Recorded data
# # #
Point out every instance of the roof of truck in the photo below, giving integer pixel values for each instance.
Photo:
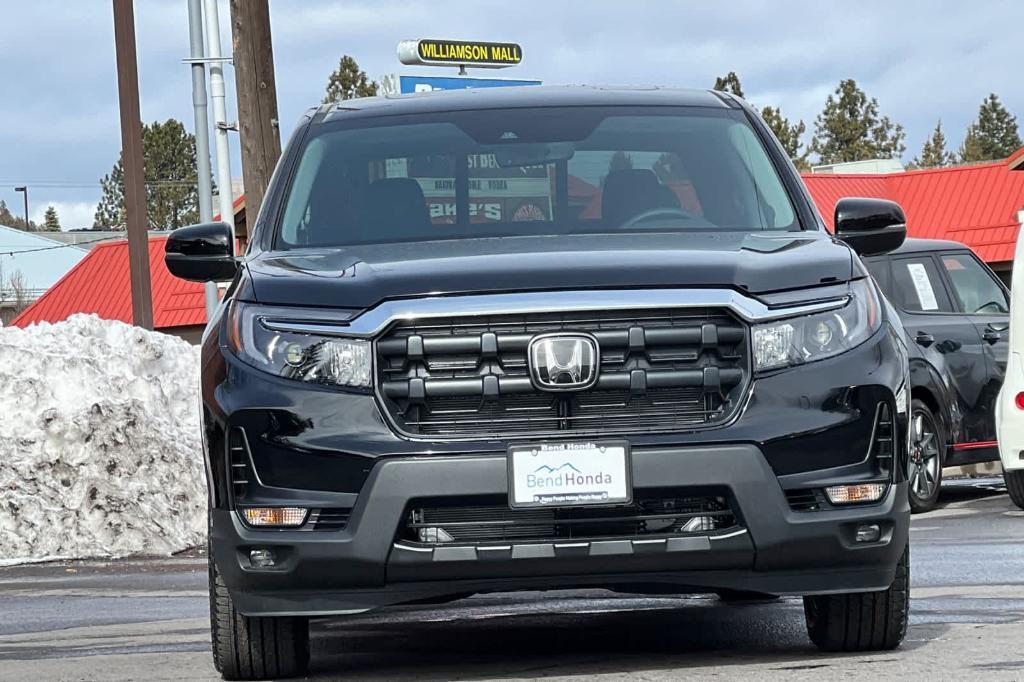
(524, 96)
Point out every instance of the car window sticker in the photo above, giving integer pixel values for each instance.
(923, 286)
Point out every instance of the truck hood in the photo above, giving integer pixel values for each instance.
(360, 276)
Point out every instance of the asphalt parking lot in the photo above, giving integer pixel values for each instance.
(147, 620)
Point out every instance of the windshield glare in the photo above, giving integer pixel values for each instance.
(521, 172)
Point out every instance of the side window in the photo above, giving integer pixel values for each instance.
(974, 286)
(880, 270)
(916, 286)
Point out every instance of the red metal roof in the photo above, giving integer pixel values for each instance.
(976, 205)
(99, 284)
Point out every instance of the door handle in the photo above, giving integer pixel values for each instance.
(991, 335)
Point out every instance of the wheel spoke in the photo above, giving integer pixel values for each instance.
(916, 478)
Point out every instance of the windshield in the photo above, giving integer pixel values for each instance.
(532, 171)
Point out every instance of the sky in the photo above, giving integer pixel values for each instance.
(924, 60)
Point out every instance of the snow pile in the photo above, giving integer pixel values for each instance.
(100, 453)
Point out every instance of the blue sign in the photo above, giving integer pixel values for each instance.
(428, 83)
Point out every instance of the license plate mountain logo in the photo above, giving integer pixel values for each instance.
(565, 475)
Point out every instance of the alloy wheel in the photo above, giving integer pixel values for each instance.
(923, 472)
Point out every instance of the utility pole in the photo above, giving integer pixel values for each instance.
(219, 113)
(200, 114)
(197, 53)
(131, 155)
(25, 189)
(257, 93)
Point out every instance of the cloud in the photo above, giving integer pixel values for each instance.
(73, 215)
(924, 59)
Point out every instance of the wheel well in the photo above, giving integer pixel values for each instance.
(926, 396)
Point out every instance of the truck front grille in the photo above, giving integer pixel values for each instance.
(653, 514)
(469, 377)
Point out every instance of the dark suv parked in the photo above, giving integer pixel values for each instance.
(956, 312)
(545, 338)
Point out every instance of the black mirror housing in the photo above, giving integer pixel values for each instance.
(870, 226)
(202, 253)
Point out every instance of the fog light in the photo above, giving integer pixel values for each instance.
(268, 517)
(698, 523)
(868, 533)
(434, 536)
(262, 558)
(848, 495)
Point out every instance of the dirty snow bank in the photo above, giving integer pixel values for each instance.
(99, 442)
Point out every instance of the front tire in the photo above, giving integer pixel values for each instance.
(254, 647)
(925, 465)
(862, 621)
(1015, 485)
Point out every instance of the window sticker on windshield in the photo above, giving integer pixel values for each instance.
(924, 287)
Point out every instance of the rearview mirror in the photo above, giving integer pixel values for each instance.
(870, 226)
(202, 253)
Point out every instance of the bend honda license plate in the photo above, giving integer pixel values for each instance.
(559, 474)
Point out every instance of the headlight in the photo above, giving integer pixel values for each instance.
(820, 335)
(320, 359)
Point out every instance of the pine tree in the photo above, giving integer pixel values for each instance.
(8, 219)
(729, 83)
(348, 82)
(788, 135)
(993, 135)
(51, 223)
(933, 154)
(171, 192)
(850, 128)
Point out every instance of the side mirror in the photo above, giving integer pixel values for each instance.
(202, 253)
(870, 226)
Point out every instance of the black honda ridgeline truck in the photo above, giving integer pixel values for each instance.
(545, 338)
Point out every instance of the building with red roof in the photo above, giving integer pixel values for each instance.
(99, 284)
(978, 205)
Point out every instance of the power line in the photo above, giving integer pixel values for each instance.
(77, 184)
(56, 246)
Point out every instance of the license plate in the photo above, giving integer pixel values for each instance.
(560, 474)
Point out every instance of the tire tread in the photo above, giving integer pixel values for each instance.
(1015, 485)
(254, 647)
(861, 621)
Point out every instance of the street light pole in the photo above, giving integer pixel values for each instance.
(25, 189)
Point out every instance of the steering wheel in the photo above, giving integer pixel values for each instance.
(995, 305)
(658, 214)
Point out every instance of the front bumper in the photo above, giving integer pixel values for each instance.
(803, 428)
(1010, 418)
(777, 550)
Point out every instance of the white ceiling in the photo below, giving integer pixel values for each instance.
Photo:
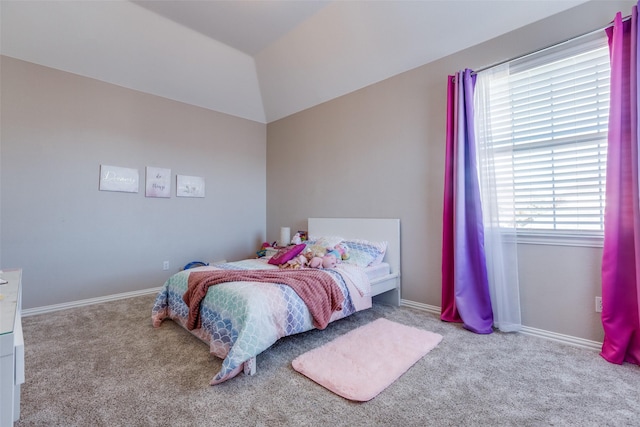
(261, 60)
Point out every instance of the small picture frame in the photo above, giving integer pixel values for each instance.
(115, 178)
(158, 182)
(189, 186)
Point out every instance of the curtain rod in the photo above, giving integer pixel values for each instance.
(626, 18)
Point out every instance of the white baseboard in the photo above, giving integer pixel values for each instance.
# # #
■ Work order
Restate the data above word for word. Do not include the images.

■ Solution to this task
Point out every instance of the roof of truck in the photo below, giving integer pixel values for each instance.
Photo:
(524, 96)
Point out every instance of the car window sticker in the photo above, giving integer pixel values for each instance.
(923, 286)
Point out every instance of the truck hood in the photo above, giving integer pixel values for each instance.
(360, 276)
Point out every instance of the asphalt parking lot in the photo above, giving integer pixel values for each instance.
(147, 620)
Point out every instance of the windshield glare in the photo above, giving integer pixel values for each instance.
(521, 172)
Point out every instance of the side window in the photo above, giving integer pixel values for each instance.
(974, 286)
(880, 270)
(916, 286)
Point out every instance of the red metal roof in the photo above, giving integer pixel values for each instance.
(976, 205)
(99, 284)
Point out every instance of the door handle in the photo above, giving integer pixel values for each instance.
(991, 335)
Point out every instance of the wheel spoke in the photo above, giving integer pixel values for each instance.
(916, 478)
Point out every instance of the windshield in the photo above, giving integer pixel values for each instance.
(532, 171)
Point out every instance of the sky in the photo above, giving integer pixel values for each instance.
(924, 60)
Point out every instance of the snow pile in the photo above, giving integer pixel values for each instance.
(100, 453)
Point out every instance of the blue sign in the photo above, giving integer pixel values for each instance.
(428, 83)
Point out every instance of the license plate mountain logo in the photo above, giving integer pixel values for each instance.
(565, 475)
Point out every instance of the alloy wheel in the photo above, giving integer pixel values for each instance.
(923, 472)
Point out every instance of the utility pole in the photo above, giving integer pixel values for each instance.
(219, 113)
(200, 114)
(197, 53)
(131, 155)
(25, 189)
(257, 93)
Point out every instance of the cloud in the photo above, giving integer pixel values for each instance.
(73, 215)
(924, 59)
Point out every instance of the wheel well in the photo above, giving integer pixel values for each instance.
(926, 396)
Point out every instance of the truck front grille in the photo above, giving integer pixel values for each instance.
(653, 514)
(469, 377)
Point out every instance of the dark suv parked in the photo above, giving integer pixel values for each instance.
(956, 312)
(545, 338)
Point out every instance of the black mirror housing in the photo above, giving integer pixel values for each instance.
(870, 226)
(202, 253)
Point out every instance of the fog light in the photo above, giving integer pixel values for each instance.
(268, 517)
(698, 523)
(868, 533)
(434, 536)
(262, 558)
(848, 495)
Point out every instance of the dirty snow bank in the photo above, giving integer pixel values for each instance.
(99, 442)
Point out every instance of the front tire in the photo above, giving integer pixel values for each instance.
(254, 647)
(925, 465)
(862, 621)
(1015, 485)
Point out every instance of the window sticker on windshield in the photo above, giving integer pixel values for each instance.
(924, 287)
Point out every instance of the rearview mirror in the photo above, giving integer pixel values for each instance.
(870, 226)
(202, 253)
Point out every instance of the bend honda license plate in the photo above, giving integer pixel values for each instance.
(559, 474)
Point out every instance of the headlight in the photo above, giving integer pixel values for each instance.
(820, 335)
(320, 359)
Point out every instance of the pine tree in the photo above, giving integer pixel values for each instance.
(8, 219)
(729, 83)
(348, 82)
(788, 135)
(993, 135)
(51, 223)
(933, 154)
(171, 192)
(850, 128)
Point out every instance of the side mirror in the photo above, giving integer pixel values for each instance.
(202, 253)
(870, 226)
Point out every instance of the black honda ridgeline truck in the photo above, giving integer pixel values for each instance.
(545, 338)
Point out every instance of the building with red roof in the photo above, giving integer pixel values for each instance.
(99, 284)
(978, 205)
Point out every instance of the power line in the photo above, giving integer pixel values for each instance.
(77, 184)
(56, 246)
Point out every instance of the license plate in the photo above, giving integer pixel values for each instance.
(560, 474)
Point out every instance of the tire tread in the photo above, giving integer pixel values for each instance.
(1015, 485)
(254, 647)
(861, 621)
Point out every instance of the street light pole in the photo above, giving integer pixel values for each instance.
(25, 189)
Point out every instance of the steering wheel in the photo above, giving integer pixel values for each instance.
(995, 305)
(658, 214)
Point out every instance of the front bumper in the photo above, giving integer pixel values for each instance.
(803, 428)
(1010, 418)
(777, 550)
Point out every instance of the white ceiling in the photo below, giving integer pixel values for each instance.
Photo:
(261, 60)
Point out every instance of the small picture frame in the photo above, giving integer pixel values for each instance.
(115, 178)
(158, 182)
(189, 186)
Point out every instance of the curtain rod in the photo above, giving integer pixel values for each instance.
(626, 18)
Point out every instance of the white baseboard in the photo above, giving integer pixel values for each instance.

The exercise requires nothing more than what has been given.